> _Excerpt_
David Clarke, 53, a passionate advocate for civil rights...


March 29, 1997

David Clarke, 53, a passionate advocate for civil rights and the District of Columbia who bridged racial gaps and became the highest-ranking white politician in the majority-black city, died of brain cancer Thursday at his Mount Pleasant home.

Mr. Clarke, who was chairman of the City Council, was a councilman for almost two decades and chairman for 11 of those years. He won his first race for the council in 1974.

The 6-foot-5 politician was a familiar figure riding his bike around town. He delivered blankets to the homeless on his bike.

The native of Washington was an early participant in the civil rights struggles of the 1960s. He majored in religion at George Washington University and later earned a law degree at historically black Howard University. He was a law clerk for the NAACP Legal Defense Fund and later ran the local office of the Southern Christian Leadership Conference.

> _Set of tasks_
(a) In the obituary, what year did David Clarke win his first race for the City Council?
(b) Please explain in one or two sentences what the obituary gives as the cause of David Clarke's death and where he died.
(c) Write out part of the obituary, beginning at the words "David Clarke, 53, a passionate advocate for civil rights and" and stopping after "Christian Leadership Conference.".

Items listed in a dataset
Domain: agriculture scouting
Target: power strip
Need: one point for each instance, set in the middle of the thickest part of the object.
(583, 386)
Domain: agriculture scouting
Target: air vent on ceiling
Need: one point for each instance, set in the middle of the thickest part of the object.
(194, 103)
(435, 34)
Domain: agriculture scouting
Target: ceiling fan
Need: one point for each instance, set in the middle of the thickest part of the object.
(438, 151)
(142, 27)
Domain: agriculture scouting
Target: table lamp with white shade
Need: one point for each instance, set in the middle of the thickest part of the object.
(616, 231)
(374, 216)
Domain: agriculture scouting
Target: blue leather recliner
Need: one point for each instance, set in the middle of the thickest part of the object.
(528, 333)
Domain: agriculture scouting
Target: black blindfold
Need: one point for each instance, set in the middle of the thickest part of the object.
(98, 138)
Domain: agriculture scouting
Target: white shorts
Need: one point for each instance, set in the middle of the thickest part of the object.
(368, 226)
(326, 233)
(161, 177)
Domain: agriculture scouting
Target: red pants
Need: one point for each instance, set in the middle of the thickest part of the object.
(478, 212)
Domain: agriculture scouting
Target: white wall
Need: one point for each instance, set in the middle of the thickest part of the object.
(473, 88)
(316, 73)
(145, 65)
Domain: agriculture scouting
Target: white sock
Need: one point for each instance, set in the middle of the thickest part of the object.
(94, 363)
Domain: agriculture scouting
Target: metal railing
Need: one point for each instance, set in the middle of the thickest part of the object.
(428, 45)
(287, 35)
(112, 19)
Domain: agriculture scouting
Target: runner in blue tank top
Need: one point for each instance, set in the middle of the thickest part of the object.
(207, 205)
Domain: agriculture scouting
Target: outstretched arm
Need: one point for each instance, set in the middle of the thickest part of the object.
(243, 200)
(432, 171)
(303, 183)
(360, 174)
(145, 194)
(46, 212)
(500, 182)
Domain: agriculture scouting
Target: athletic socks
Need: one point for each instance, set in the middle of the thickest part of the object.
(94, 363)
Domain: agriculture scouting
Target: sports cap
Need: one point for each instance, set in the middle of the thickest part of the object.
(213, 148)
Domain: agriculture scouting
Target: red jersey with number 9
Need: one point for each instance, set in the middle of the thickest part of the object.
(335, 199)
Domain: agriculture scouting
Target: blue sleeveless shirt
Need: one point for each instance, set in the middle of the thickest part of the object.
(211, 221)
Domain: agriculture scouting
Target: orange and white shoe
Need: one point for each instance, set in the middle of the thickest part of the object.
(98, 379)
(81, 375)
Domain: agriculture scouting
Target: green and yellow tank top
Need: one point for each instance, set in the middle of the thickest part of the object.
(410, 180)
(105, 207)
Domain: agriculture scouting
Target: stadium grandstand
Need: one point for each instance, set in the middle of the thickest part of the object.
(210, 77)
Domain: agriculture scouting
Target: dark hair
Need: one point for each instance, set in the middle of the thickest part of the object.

> _Expected results_
(a) 1974

(b) David Clarke died of brain cancer. He died on Thursday at his home in Mount Pleasant.

(c)
David Clarke, 53, a passionate advocate for civil rights and the District of Columbia who bridged racial gaps and became the highest-ranking white politician in the majority-black city, died of brain cancer Thursday at his Mount Pleasant home.

Mr. Clarke, who was chairman of the City Council, was a councilman for almost two decades and chairman for 11 of those years. He won his first race for the council in 1974.

The 6-foot-5 politician was a familiar figure riding his bike around town. He delivered blankets to the homeless on his bike.

The native of Washington was an early participant in the civil rights struggles of the 1960s. He majored in religion at George Washington University and later earned a law degree at historically black Howard University. He was a law clerk for the NAACP Legal Defense Fund and later ran the local office of the Southern Christian Leadership Conference.